Exercise directions: Locate the word "instance" in the data below, then copy every line that holds it.

Stored data
== Segment start ==

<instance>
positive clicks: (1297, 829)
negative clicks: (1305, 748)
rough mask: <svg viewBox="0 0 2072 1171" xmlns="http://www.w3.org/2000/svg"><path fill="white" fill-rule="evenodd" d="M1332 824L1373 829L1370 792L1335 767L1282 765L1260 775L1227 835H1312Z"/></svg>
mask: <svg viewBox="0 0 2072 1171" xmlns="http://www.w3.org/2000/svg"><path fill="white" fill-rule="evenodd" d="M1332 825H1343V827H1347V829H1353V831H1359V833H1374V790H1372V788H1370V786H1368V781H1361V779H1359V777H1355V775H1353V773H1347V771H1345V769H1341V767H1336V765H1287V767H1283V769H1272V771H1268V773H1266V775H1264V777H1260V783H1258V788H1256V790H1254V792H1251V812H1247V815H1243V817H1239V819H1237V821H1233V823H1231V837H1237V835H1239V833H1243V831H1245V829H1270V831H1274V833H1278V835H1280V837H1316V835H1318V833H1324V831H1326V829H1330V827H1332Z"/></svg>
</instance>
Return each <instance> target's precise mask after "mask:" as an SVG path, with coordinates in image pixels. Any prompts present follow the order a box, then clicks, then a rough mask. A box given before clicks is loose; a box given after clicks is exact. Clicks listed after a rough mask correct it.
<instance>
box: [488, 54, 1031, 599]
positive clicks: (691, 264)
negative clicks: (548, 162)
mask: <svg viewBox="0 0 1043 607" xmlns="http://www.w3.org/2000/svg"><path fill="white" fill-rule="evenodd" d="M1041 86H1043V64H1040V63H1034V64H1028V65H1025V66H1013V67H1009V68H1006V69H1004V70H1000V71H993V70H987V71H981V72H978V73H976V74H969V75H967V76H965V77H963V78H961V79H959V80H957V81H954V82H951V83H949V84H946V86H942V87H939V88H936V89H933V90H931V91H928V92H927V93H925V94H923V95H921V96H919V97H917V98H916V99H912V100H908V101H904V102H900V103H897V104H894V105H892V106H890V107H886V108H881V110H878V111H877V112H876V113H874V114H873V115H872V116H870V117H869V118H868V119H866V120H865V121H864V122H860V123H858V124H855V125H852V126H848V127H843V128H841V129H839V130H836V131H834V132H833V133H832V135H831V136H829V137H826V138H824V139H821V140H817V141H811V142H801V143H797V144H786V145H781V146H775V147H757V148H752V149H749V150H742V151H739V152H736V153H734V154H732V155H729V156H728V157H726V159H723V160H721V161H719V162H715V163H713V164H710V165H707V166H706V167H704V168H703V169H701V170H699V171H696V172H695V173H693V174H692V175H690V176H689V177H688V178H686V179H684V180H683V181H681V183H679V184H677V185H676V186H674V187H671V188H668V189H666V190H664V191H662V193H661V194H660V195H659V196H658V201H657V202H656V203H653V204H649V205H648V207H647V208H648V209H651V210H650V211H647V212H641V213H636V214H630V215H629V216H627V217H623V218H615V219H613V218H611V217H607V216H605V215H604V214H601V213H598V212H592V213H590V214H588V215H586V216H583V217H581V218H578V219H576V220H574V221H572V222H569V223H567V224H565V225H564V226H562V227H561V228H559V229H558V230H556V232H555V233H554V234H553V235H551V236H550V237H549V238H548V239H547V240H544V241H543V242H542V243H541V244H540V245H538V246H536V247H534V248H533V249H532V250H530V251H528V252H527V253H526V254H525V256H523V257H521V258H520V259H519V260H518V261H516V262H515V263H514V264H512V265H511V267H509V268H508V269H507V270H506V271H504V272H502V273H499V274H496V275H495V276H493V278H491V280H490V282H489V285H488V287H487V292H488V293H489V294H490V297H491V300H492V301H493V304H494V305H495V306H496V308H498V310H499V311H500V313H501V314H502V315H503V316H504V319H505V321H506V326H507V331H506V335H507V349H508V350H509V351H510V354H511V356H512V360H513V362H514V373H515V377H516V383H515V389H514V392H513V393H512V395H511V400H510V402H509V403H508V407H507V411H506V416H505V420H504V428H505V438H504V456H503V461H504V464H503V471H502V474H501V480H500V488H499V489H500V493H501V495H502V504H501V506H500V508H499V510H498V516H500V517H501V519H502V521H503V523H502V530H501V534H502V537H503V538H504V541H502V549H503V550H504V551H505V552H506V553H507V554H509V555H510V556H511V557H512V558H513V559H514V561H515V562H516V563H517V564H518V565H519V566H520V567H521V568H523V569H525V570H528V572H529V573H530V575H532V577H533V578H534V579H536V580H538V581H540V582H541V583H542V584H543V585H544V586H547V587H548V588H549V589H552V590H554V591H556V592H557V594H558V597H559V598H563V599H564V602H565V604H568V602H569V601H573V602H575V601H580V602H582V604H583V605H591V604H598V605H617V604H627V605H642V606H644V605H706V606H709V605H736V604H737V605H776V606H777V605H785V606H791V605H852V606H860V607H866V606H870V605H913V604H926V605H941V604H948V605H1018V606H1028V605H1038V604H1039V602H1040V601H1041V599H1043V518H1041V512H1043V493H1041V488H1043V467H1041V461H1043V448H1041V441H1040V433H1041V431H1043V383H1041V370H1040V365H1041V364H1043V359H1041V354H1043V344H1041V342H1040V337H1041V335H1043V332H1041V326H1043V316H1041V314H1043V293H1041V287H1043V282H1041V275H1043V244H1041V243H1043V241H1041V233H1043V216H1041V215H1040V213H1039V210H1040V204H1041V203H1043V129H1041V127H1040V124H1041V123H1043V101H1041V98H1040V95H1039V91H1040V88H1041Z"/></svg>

== Segment end ==

Response below:
<instance>
</instance>
Return each <instance> target's precise mask after "mask:" as an SVG path, with coordinates in image pixels. Any prompts present follow the order a box, then clicks, then a rough mask. A box given before clicks is loose; a box given after clicks is exact. Clicks listed after a rough mask correct it.
<instance>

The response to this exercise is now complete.